● DOCUMENT PASSAGE

* begin *

Some would also suggest that RISC suffers similar problems when optimized for transistor depth where highly retiring operations are concerned. Modern CISC processors have relatively streamlined execution units which is what consume most of their transistors... as with RISC. However, RISC which has to increase instruction word size regularly to expand functionality suffer the burden of either requiring more instructions for the same operation as CISC, or they have a higher cost of data fetching which result in longer pipelines that can suffer greater probability of cache miss. Since 2nd level cache and above as well as DDR generally depend on burst for fetches, RISC with narrow instruction words can be a problem. Also consider the pipeline optimization of RISC instructions which may have branch conditions on every instruction can be highly problematic for memory operations.
Almost all modern CPUs implement legacy instructions (such as 16-bit operations) in microcode which executes similar to a JIT compiler that compiles instructions in software.
Most modern transistors on CPUs are spent on operations such as virtual memory, fast cache access and cache coherency.
This sounds a lot like Microsoft's attempts to spread FUD about how many patents protected FAT. Patents concerning how the ISA is implemented in hardware cannot possibly be relevant to a software emulation. Patents concerned with how the ISA was cleverly designed to enable an optimal implementation may not be relevant either if some court decides (as with the Java lawsuit) that you can't protect an interface. The risk for Intel is that this strategy back-fires and emulation is found in court to be entirely legal.
When Microsoft introduces the capability, Intel sues. Case spends a few years in trials and appeals, meanwhile adoption of Windows on ARM is very limited because of uncertainty about its headline capability of emulating x86 Win32 apps.
Even if Intel loses the court case eventually they get several more years of x86 being the only alternative for running Windows, and pocket billions as a result. If they end up having to pay Microsoft's court costs its chickenfeed compared the many millions of additional x86 CPUs they'll sell.
The real loser in all this would be Qualcomm, who would have the Snapdragon 835 ready to go for PC OEMs to install in low end Windows/ARM PCs, but have few takers. And potentially Apple, if they are planning to migrate the Mac to their ARM SoCs, without losing the ability for their customers to run Windows apps (it is unclear whether they want to do this, or whether losing the ability to run Windows apps is what has prevented it so far, but it is possible)
I can still see them being slapped early which would then force them into playing defense and pushing it through appeals. Each setback is going to greatly embolden folks to give it a try. Before you know it everyone from Nvidia to Sunway to Power has Windows running via emulation. It might not make sense for Sunway or Power but I have to believe Nvidia would love to have Windows running on their Tegra series of ARM SOCs and I'd think the graphics side would be a snap.

* end *

● Excerpts from a detection dataset
* begin *

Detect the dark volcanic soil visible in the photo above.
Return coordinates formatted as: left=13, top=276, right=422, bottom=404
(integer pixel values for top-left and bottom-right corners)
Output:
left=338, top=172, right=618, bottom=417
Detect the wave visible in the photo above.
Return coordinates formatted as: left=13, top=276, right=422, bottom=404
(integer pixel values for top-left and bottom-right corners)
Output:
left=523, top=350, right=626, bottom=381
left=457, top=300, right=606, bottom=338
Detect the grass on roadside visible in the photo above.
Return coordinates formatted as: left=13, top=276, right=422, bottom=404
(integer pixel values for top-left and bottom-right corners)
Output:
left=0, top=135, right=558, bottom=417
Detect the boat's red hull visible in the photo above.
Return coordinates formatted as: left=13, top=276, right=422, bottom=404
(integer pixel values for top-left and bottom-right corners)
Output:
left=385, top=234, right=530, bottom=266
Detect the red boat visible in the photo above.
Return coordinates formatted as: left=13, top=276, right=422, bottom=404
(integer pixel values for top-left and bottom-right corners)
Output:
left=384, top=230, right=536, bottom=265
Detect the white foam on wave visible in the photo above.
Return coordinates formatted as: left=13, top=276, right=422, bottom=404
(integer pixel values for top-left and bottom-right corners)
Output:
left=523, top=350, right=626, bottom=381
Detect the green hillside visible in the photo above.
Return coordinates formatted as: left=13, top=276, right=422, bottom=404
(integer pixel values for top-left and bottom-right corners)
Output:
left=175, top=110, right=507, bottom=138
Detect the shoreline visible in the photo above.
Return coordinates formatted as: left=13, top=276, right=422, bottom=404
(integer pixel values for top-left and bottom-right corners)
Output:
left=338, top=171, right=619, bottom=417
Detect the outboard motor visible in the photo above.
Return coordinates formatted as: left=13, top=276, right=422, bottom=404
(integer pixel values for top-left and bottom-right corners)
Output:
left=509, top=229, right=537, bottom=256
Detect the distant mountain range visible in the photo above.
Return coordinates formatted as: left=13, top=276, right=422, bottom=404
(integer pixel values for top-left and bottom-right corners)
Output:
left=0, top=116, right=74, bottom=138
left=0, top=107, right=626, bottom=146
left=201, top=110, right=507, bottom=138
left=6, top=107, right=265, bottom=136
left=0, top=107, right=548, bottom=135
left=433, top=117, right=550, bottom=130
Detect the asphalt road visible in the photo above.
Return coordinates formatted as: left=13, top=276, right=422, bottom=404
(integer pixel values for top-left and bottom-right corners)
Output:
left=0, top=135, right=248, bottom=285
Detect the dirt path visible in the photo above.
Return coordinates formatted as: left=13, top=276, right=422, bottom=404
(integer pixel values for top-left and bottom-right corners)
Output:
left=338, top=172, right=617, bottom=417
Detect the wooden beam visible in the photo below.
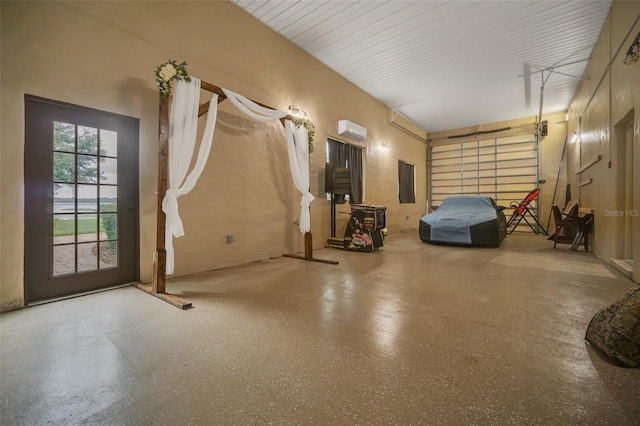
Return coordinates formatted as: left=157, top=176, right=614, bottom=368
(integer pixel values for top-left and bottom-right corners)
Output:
left=142, top=93, right=192, bottom=309
left=282, top=232, right=340, bottom=265
left=146, top=81, right=338, bottom=309
left=198, top=80, right=294, bottom=126
left=133, top=282, right=193, bottom=310
left=152, top=97, right=169, bottom=293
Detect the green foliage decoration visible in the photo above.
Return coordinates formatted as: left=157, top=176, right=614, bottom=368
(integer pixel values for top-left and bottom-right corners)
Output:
left=156, top=59, right=191, bottom=99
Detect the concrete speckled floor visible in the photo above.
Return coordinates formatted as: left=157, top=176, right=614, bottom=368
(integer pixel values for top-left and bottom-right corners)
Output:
left=0, top=232, right=640, bottom=425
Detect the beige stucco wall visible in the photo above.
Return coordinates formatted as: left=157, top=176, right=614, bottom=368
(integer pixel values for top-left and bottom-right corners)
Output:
left=568, top=1, right=640, bottom=281
left=0, top=1, right=426, bottom=309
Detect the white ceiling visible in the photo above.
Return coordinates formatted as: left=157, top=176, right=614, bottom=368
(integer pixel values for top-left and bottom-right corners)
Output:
left=232, top=0, right=611, bottom=132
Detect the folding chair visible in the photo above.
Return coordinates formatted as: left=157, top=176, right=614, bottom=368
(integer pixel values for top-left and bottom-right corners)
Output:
left=507, top=188, right=549, bottom=235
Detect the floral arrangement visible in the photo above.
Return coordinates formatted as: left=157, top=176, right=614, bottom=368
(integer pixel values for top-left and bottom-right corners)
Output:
left=291, top=117, right=316, bottom=154
left=156, top=59, right=191, bottom=99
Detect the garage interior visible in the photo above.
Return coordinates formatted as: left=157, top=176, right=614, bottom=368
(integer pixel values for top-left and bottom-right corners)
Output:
left=0, top=0, right=640, bottom=425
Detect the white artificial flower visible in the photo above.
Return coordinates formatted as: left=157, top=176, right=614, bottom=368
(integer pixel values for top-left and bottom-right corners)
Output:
left=160, top=64, right=178, bottom=81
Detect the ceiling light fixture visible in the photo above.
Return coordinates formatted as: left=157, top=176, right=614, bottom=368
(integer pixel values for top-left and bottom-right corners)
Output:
left=622, top=33, right=640, bottom=65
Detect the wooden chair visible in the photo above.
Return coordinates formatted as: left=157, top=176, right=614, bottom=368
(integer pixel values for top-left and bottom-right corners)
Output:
left=551, top=204, right=590, bottom=251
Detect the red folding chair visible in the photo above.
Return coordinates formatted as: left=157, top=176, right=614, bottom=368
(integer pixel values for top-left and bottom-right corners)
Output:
left=507, top=188, right=549, bottom=235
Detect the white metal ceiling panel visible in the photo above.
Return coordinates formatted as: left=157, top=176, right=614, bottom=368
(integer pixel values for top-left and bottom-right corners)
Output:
left=232, top=0, right=611, bottom=132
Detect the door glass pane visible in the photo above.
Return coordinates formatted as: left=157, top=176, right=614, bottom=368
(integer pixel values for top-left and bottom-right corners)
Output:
left=78, top=243, right=98, bottom=272
left=78, top=126, right=98, bottom=155
left=100, top=241, right=118, bottom=269
left=100, top=213, right=118, bottom=240
left=53, top=183, right=76, bottom=213
left=78, top=185, right=98, bottom=212
left=53, top=121, right=76, bottom=152
left=100, top=129, right=118, bottom=157
left=100, top=157, right=118, bottom=185
left=53, top=152, right=76, bottom=183
left=100, top=185, right=118, bottom=212
left=53, top=244, right=76, bottom=277
left=78, top=155, right=98, bottom=183
left=78, top=213, right=98, bottom=242
left=53, top=214, right=76, bottom=244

* end *

● TASK 1
According to the forum thread, what are most modern transistors on CPUs spent on?
● TASK 2
Rescale the listing lines starting at the line containing "Detect the dirt" and ending at the line containing "left=338, top=172, right=617, bottom=417", giving them all again with the request wording included. Multiply only the answer coordinates by 2.55, rounding to whole numbers with halves going up, and keep the requests and their format sample unchanged.
The listing has no connection to the forum thread.

● WORKED ANSWER 1
Virtual memory, fast cache access and cache coherency.

● WORKED ANSWER 2
Detect the dirt path visible in the photo above.
Return coordinates formatted as: left=13, top=276, right=422, bottom=404
(integer pixel values for top-left and bottom-right corners)
Output:
left=862, top=439, right=1573, bottom=1063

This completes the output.